**GESTELLTE AUFGABE 1**
An welchem Datum erging das Urteil, das im Urteilsauszug zur Wehrsteuer wiedergegeben ist?
**GESTELLTE AUFGABE 2**
Gib aus dem Urteilsauszug zur Wehrsteuer den Abschnitt zwischen „BGE 76 I 220“ und „de la rente.“ einschließlich wortgetreu wieder.

---------- VORLIEGENDER TEXTAUSZUG

BGE 76 I 220
38. Urteil vom 23. Juni 1950 i. S. M. gegen Wehrsteuerrekurskommission des
Kantons Zürich.
Regeste:
Wehrsteuer: Übernahme einer Leibrentenverpflichtung als Gegenleistung für den
Erwerb von Aktien. Abzug der einzelnen Rentenleistungen vom Einkommen des
neuen Rentenschuldners.
Impôt pour la défense nationale: Reprise d'une dette portant sur le service
d'une rente viagère en paiement d'actions. Déduction des arrérages sur le
revenu du nouveau débiteur de la rente.
Imposta per la difesa nazionale Assunzione del debito, risultante dalla
costituzione di una rendita vitalizia, in pagamento di azioni. Deduzione delle
singole prestazioni dal reddito del nuovo debitore della rendita.

--------------------
---------- BEREITGESTELLTE DATEN

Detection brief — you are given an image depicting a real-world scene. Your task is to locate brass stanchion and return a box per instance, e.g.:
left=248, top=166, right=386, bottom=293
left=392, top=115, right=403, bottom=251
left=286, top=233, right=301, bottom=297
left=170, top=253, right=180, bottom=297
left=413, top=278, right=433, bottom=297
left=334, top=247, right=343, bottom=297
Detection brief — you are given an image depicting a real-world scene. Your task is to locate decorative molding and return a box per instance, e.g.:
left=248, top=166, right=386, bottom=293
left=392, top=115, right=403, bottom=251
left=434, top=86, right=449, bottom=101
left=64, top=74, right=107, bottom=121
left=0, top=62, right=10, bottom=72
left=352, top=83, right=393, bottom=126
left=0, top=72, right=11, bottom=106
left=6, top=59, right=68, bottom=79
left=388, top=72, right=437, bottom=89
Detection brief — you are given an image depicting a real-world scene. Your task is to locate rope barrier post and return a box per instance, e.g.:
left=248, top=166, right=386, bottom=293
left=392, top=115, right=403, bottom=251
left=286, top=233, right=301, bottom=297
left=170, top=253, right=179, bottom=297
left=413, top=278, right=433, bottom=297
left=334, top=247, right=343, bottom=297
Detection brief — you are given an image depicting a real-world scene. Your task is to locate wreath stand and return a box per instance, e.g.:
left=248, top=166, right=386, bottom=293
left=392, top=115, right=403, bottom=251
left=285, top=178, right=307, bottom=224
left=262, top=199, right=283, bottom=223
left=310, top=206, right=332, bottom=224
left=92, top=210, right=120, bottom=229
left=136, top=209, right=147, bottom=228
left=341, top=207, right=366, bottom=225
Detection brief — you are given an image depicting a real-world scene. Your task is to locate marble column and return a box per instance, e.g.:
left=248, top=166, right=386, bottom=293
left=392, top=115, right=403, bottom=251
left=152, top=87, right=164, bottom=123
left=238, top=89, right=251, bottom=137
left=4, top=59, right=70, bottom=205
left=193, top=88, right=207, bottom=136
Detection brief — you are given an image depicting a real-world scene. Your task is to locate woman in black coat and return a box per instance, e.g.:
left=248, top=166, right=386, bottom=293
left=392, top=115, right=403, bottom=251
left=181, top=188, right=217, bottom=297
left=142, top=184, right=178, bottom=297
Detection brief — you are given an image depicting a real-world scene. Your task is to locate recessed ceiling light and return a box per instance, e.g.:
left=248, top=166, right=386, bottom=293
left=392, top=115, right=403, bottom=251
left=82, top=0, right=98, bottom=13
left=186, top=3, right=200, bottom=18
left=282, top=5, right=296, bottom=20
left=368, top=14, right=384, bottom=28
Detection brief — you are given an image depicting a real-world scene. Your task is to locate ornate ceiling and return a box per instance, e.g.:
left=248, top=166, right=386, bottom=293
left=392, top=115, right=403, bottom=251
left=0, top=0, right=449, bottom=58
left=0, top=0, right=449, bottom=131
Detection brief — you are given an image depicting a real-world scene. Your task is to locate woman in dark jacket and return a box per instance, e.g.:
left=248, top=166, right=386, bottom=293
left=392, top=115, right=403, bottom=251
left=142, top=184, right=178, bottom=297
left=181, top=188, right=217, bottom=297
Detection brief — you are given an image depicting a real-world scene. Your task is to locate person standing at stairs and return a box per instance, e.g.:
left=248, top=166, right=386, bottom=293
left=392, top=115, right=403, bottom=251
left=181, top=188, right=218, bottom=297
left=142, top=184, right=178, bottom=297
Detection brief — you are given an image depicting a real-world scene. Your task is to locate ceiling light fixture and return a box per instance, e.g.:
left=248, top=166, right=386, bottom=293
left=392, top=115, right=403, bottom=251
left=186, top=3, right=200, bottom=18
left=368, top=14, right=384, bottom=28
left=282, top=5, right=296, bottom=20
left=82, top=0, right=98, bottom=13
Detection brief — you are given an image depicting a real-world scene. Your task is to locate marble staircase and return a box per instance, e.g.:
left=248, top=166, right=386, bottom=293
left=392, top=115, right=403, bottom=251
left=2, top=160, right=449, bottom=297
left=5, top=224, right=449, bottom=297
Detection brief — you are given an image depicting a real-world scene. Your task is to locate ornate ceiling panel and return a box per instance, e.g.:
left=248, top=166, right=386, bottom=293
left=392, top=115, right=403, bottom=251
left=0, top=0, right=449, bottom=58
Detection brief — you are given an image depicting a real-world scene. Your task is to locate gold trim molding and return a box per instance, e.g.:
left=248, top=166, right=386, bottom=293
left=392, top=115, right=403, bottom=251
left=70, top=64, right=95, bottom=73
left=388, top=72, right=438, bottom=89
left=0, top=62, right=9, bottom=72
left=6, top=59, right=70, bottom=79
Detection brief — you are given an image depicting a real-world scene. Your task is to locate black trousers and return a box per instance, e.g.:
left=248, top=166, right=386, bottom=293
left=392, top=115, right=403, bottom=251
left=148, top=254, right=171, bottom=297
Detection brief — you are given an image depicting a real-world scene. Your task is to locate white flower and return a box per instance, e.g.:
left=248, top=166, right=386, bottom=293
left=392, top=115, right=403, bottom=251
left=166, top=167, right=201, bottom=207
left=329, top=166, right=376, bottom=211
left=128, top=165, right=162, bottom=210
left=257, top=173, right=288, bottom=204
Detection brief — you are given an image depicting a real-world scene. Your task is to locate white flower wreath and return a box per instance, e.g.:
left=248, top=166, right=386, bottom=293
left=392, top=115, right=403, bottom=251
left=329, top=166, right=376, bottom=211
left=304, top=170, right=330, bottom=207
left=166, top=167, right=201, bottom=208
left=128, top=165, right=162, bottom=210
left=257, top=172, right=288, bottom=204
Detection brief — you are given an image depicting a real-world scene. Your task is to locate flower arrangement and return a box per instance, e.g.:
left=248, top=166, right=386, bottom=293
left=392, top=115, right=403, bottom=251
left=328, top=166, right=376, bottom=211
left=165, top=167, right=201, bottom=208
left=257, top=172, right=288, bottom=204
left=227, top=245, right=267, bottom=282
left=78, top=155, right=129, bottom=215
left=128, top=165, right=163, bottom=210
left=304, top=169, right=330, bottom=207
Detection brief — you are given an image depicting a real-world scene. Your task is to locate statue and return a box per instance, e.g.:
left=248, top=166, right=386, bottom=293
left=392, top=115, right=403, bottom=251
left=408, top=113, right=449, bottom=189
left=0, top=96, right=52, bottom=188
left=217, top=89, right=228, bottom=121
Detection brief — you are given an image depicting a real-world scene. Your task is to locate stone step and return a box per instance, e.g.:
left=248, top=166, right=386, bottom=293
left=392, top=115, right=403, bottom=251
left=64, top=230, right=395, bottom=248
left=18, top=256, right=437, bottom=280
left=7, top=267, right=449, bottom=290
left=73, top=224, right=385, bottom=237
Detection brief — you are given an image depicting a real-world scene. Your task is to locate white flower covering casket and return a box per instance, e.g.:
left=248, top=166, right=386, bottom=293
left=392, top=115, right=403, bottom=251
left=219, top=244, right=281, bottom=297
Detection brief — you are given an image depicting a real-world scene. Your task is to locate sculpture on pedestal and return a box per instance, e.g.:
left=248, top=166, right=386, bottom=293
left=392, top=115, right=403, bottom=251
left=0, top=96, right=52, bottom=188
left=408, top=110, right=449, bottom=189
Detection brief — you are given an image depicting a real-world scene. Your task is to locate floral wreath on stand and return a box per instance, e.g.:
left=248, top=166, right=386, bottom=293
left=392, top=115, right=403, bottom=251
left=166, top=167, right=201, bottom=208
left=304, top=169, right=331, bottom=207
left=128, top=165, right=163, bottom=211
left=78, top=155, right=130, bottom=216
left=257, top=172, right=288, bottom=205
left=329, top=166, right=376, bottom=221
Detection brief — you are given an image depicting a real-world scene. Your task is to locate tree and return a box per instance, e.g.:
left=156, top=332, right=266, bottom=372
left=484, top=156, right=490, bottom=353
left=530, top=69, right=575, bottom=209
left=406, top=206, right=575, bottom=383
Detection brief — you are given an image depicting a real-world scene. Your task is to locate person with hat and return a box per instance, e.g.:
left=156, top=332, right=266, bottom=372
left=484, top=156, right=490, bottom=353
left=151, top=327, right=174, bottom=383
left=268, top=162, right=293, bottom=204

--------------------

**ERGEBNIS 1**
Am 23. Juni 1950.

**ERGEBNIS 2**
BGE 76 I 220
38. Urteil vom 23. Juni 1950 i. S. M. gegen Wehrsteuerrekurskommission des
Kantons Zürich.
Regeste:
Wehrsteuer: Übernahme einer Leibrentenverpflichtung als Gegenleistung für den
Erwerb von Aktien. Abzug der einzelnen Rentenleistungen vom Einkommen des
neuen Rentenschuldners.
Impôt pour la défense nationale: Reprise d'une dette portant sur le service
d'une rente viagère en paiement d'actions. Déduction des arrérages sur le
revenu du nouveau débiteur de la rente.